Goal of the exercise –
Return the data that follows exactly. Include every line.

Segment Open

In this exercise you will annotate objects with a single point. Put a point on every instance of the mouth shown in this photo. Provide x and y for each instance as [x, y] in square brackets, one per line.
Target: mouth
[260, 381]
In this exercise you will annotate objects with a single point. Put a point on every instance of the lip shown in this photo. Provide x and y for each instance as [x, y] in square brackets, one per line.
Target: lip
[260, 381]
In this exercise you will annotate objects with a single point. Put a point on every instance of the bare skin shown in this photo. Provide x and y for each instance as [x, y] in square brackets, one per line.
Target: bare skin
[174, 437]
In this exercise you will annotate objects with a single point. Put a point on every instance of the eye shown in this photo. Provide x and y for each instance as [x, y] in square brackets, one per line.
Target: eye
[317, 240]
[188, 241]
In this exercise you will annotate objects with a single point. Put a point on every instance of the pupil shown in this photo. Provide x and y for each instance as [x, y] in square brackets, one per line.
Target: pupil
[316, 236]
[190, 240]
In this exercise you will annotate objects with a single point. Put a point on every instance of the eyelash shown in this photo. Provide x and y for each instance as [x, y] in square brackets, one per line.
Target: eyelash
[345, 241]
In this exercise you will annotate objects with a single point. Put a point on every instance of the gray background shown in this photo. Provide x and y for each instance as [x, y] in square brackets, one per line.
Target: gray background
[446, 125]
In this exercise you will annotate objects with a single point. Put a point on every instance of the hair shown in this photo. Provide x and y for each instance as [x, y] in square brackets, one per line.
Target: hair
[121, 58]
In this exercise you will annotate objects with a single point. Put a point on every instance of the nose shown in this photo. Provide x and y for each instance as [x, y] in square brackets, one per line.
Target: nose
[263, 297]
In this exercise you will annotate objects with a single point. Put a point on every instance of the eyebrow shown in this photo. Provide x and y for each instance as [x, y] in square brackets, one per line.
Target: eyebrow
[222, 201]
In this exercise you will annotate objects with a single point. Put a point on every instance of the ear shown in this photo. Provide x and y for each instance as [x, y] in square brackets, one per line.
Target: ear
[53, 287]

Segment Closed

Answer for the task –
In this exercise you will annotate objects with a single point. Put a point on every instance of the mouth shown in this photo. Provide x and y for each instance as [x, y] in square brackets, one per line.
Target: mouth
[260, 381]
In this exercise you will annotate objects with a single point. Put a point on every instance of the lip shown in this photo. Provide x and y for each instance as [x, y] in square brackets, one per line.
Target: lip
[260, 381]
In this exercise you will annotate objects with a single point. Put a point on every instance of the bare skin shown in this photo. Provide x and y for each instance as [x, y] in square brackets, one per line.
Target: bare skin
[174, 437]
In this exercise you will annotate objects with a single point. Put a point on every instance of the eye shown in this photo. Provide x and y for each instance as [x, y] in square brackets, one per line.
Target: eye
[317, 240]
[188, 241]
In this exercise you will annotate objects with a single point. Put a point on every instance of the pupil shown in this photo. Provide x and y for each instance as [x, y] in square brackets, one per line.
Target: pupil
[316, 236]
[190, 240]
In this exercise you will annotate objects with a single point. Put a point on every instance of the eyelash shown in this photo. Provide x and y for each instance as [x, y] in square brackets, one per line.
Target: eyelash
[345, 241]
In this exercise you will annotate objects with a single point. Put a point on every instance of the gray background shown in this photo. Provide x and y for each instance as [x, y] in square brackets, one per line.
Target: gray background
[446, 125]
In this exercise you will annotate objects with a single point. Put a point on every instance of the hair shown in this photo. Provide x and y for each instance as [x, y] in square brackets, one per line.
Target: hair
[121, 58]
In this exercise you will annotate objects with a single point. Put a point on every instance of the nose shown in this photo. Provide x and y for each instance as [x, y] in square brackets, one per line.
Target: nose
[263, 297]
In this exercise you will annotate objects with a single point. Put a point on every instance of the eyebrow shown in this photo. Provide x and y for each instance as [x, y] in square brackets, one per line.
Target: eyebrow
[222, 201]
In this exercise you will annotate objects with a single point. Put a point on every instance of the ear shown in this photo. Provide x and y for each instance as [x, y] in square brackets, one per line.
Target: ear
[53, 287]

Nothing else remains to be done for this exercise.